Object pointing data rows

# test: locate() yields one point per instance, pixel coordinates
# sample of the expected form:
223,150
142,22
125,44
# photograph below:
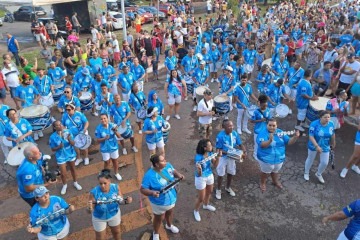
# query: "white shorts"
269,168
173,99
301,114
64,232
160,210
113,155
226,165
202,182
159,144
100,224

> [Problem details]:
Rewrite these lines with every "photograph" changed to "image" and nothing else altered. Leave the pictures out of your answer.

> [Result]:
# test: locate() yields one point per instance, pixel coordinates
# sample of the expected form:
223,150
142,22
125,44
# image below:
# query: "white shorts"
269,168
173,99
301,114
64,232
160,210
113,155
226,165
202,182
159,144
100,224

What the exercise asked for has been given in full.